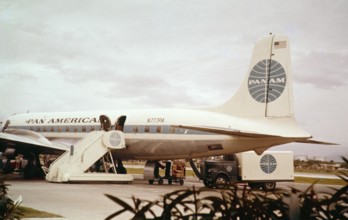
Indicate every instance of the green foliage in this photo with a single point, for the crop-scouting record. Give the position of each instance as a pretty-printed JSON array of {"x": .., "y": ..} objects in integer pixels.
[
  {"x": 236, "y": 202},
  {"x": 325, "y": 205},
  {"x": 8, "y": 210},
  {"x": 230, "y": 203}
]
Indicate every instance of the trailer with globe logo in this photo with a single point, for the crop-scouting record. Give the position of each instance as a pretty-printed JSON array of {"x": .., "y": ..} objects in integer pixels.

DIRECTIONS: An unchanged copy of the data, images excluded, is all that should be given.

RESPONSE TO THIS EXERCISE:
Indicate every instance of the green foliage in this photo with a single point, for the crop-scouting record. Give the position of each instance as a pretty-printed JSON array of {"x": .., "y": ..} objects in integer pixels.
[
  {"x": 236, "y": 202},
  {"x": 325, "y": 205},
  {"x": 8, "y": 210},
  {"x": 230, "y": 203}
]
Indicate every instance of the trailer with globe logo in this photo with a single point, for the crop-scouting record. Give the position of each instance as a pretty-printed JSON array of {"x": .., "y": ..} objects in integer pixels.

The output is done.